▶ TASK BRIEF: Please arrange the entries as a two-column CSV with the headers input and output, starting at the beginning of the entries and stopping after the line that contains "114], [262, 112]]". Give one row per entry, with its text and its answer each in a single quoted field and line breaks replaced by spaces.

BEGIN

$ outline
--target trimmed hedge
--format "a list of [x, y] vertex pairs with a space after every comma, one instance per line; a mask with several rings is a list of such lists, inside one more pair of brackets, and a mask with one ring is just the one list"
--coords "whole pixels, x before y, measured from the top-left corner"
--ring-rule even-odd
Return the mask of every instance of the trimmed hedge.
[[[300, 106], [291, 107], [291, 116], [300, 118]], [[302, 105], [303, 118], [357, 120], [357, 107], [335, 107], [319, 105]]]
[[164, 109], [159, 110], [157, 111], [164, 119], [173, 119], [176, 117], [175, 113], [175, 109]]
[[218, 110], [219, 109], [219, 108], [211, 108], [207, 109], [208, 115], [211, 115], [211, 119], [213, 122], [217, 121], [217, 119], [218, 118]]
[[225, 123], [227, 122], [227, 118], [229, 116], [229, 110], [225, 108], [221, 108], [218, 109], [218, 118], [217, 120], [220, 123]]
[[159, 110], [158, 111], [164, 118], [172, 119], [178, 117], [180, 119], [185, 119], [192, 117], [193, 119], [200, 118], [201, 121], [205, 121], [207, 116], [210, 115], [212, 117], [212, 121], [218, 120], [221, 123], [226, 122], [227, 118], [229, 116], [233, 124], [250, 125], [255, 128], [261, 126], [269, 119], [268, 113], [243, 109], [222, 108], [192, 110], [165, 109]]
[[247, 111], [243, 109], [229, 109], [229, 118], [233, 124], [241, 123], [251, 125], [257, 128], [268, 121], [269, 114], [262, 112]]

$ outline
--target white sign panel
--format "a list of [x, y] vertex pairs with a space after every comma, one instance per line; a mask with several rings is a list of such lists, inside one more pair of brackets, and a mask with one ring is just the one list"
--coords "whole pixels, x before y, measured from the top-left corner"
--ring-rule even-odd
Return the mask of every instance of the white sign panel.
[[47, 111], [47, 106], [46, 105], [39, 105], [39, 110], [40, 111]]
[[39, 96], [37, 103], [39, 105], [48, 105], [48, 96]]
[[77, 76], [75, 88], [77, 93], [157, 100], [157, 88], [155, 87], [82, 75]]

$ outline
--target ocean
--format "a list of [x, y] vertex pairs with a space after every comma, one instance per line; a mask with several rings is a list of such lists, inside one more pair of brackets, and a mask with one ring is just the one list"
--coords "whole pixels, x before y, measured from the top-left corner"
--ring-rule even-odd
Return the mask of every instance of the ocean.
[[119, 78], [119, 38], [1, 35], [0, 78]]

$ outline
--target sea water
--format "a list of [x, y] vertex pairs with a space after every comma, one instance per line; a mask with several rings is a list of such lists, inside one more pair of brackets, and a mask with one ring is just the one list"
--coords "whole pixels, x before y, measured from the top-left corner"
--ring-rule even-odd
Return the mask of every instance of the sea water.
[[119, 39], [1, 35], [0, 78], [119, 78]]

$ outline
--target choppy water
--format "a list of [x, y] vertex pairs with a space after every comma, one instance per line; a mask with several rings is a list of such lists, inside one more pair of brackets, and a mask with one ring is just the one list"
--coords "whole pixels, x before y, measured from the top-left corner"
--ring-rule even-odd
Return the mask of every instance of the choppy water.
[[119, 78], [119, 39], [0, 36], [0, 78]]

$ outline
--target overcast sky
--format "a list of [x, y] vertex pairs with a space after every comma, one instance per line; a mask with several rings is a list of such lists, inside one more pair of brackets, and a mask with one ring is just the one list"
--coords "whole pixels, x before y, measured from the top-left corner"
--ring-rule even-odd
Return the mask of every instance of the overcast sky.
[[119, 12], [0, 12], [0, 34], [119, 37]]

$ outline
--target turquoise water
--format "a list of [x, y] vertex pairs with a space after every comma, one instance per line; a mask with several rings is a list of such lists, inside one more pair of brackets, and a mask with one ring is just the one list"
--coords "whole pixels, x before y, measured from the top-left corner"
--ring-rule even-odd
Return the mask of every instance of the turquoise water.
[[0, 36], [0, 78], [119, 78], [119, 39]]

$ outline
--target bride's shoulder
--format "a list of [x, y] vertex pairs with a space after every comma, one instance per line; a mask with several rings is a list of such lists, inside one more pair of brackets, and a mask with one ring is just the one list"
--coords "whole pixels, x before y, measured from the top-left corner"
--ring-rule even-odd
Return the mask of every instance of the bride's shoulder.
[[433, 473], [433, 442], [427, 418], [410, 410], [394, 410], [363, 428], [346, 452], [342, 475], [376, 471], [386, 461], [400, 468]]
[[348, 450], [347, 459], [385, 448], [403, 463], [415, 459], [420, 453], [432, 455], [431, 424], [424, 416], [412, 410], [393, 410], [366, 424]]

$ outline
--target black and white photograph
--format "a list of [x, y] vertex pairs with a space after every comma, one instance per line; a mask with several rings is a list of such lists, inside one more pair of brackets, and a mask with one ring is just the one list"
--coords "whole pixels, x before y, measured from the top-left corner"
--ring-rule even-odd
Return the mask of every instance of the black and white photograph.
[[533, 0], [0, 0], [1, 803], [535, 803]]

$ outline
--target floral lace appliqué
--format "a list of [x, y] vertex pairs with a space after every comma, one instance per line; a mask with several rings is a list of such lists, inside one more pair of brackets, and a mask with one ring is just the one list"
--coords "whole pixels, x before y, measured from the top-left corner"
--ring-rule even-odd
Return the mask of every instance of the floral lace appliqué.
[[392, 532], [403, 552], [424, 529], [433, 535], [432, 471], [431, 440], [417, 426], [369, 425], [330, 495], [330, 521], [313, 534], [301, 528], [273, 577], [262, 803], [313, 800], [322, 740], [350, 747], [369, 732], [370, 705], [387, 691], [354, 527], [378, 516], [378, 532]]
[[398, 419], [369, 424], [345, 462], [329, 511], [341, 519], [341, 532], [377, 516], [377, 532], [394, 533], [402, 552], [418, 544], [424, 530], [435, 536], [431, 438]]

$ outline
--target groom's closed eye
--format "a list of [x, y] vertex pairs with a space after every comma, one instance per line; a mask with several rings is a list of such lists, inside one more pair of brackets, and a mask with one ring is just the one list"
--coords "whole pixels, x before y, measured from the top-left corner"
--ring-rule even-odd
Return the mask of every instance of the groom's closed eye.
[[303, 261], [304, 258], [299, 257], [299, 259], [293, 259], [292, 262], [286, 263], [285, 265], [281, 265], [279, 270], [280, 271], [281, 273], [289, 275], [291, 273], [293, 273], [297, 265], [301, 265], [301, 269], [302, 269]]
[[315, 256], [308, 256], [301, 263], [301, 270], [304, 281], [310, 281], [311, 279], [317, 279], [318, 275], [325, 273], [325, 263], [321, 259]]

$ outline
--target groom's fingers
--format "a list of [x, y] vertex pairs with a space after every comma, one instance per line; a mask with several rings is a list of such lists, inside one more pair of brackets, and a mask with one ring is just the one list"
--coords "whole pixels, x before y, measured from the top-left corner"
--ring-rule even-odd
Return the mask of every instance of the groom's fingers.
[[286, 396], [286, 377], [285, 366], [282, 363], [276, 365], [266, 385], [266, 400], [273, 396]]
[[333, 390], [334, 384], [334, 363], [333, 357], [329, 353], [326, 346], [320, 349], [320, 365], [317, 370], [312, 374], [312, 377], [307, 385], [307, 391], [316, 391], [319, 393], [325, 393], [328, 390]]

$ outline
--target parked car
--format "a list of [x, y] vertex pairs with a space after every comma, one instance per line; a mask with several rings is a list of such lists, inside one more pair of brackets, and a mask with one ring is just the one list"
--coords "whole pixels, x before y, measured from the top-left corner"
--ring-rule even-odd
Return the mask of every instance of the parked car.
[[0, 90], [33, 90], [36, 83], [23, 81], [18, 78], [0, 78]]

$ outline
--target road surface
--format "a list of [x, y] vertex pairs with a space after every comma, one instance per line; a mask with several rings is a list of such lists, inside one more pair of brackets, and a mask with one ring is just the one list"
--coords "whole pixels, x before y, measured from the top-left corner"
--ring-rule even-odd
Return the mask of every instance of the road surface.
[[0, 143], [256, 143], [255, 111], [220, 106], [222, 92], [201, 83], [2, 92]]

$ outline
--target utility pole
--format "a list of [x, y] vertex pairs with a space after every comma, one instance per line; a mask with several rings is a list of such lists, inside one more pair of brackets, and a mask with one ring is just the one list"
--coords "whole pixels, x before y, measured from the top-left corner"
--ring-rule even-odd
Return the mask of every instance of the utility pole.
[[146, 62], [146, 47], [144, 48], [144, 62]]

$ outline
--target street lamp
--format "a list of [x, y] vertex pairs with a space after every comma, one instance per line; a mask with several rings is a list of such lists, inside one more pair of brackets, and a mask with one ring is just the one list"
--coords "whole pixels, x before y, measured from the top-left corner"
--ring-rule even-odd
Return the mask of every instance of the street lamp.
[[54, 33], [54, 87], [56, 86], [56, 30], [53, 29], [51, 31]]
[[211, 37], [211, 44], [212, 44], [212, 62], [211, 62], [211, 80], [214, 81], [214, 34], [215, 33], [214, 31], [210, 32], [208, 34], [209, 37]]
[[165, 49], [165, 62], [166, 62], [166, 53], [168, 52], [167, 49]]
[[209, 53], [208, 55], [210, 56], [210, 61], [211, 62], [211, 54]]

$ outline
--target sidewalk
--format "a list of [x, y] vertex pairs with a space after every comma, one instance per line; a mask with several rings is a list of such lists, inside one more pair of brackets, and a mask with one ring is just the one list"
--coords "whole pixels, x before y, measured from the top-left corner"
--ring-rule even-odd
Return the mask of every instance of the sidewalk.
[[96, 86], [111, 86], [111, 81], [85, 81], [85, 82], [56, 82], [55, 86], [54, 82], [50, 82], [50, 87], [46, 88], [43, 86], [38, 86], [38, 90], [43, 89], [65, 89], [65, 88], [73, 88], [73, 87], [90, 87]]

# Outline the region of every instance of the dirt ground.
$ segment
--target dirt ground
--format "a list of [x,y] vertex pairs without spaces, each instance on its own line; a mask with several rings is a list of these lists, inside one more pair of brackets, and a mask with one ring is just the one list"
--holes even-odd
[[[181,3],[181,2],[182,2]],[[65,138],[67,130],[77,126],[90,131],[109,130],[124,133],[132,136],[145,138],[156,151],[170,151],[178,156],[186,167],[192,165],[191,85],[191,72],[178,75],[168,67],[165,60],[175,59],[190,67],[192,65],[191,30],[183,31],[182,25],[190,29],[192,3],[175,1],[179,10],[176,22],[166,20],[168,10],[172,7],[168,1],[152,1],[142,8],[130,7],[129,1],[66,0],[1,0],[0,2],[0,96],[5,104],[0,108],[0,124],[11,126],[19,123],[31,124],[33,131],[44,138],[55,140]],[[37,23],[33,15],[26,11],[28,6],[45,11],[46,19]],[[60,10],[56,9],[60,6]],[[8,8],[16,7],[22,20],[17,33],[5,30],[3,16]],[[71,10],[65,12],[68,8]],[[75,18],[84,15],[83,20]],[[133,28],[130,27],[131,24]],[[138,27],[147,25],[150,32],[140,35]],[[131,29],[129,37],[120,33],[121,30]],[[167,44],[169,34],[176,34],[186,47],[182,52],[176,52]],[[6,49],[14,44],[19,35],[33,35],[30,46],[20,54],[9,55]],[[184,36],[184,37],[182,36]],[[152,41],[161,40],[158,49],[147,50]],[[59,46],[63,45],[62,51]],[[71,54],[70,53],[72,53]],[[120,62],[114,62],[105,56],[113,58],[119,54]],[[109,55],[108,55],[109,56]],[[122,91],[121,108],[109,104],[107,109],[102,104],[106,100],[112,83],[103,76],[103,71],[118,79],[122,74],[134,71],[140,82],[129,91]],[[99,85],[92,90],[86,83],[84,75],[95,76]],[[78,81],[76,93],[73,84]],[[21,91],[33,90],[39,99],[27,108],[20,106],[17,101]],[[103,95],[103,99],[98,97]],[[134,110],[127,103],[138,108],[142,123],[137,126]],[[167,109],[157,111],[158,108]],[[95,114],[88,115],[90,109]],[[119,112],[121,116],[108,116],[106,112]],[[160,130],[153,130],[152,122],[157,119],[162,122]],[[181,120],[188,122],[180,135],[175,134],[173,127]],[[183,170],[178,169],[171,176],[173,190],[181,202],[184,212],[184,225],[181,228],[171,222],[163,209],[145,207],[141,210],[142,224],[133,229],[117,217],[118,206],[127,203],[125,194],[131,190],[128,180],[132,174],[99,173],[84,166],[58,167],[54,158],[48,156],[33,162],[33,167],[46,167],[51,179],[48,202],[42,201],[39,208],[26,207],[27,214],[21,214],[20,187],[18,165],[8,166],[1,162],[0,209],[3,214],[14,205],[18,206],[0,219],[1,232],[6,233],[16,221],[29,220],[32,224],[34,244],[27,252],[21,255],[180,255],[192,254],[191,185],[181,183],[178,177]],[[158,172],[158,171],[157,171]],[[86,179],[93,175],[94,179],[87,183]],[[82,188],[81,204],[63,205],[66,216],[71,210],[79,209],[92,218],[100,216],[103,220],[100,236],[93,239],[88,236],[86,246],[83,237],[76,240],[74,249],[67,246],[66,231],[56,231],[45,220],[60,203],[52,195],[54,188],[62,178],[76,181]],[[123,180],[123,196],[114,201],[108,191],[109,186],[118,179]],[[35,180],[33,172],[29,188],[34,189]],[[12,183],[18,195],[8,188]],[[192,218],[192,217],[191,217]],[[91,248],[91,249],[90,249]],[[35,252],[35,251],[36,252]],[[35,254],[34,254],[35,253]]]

END

▶ FULL RESPONSE:
input,output
"$ outline --target trimmed hedge --format ""a list of [x, y] vertex pairs with a space after every comma, one instance per line; a mask with several rings is a list of such lists, inside one more pair of brackets, and a mask with one ring is just the one list"" --coords ""whole pixels, x before y, measured from the top-left corner"" --ring-rule even-odd Return the mask of every instance of the trimmed hedge.","[[[300, 106], [291, 107], [291, 116], [300, 118]], [[302, 105], [303, 118], [357, 120], [357, 107], [335, 107], [319, 105]]] [[164, 109], [159, 110], [157, 111], [164, 119], [173, 119], [176, 117], [175, 113], [175, 109]] [[218, 110], [219, 109], [219, 108], [211, 108], [207, 109], [208, 115], [211, 115], [211, 119], [213, 122], [217, 121], [217, 119], [218, 118]] [[225, 123], [227, 122], [227, 118], [229, 116], [229, 110], [225, 108], [221, 108], [218, 109], [218, 118], [217, 120], [220, 123]] [[159, 110], [158, 111], [164, 118], [172, 119], [178, 117], [180, 119], [185, 119], [192, 117], [193, 119], [200, 118], [201, 121], [205, 121], [207, 116], [210, 115], [212, 117], [212, 121], [218, 120], [221, 123], [226, 122], [227, 118], [229, 116], [233, 124], [250, 125], [255, 128], [261, 126], [269, 119], [268, 113], [243, 109], [222, 108], [192, 110], [165, 109]] [[247, 111], [243, 109], [229, 109], [229, 118], [233, 124], [241, 123], [251, 125], [257, 128], [268, 121], [269, 114], [262, 112]]"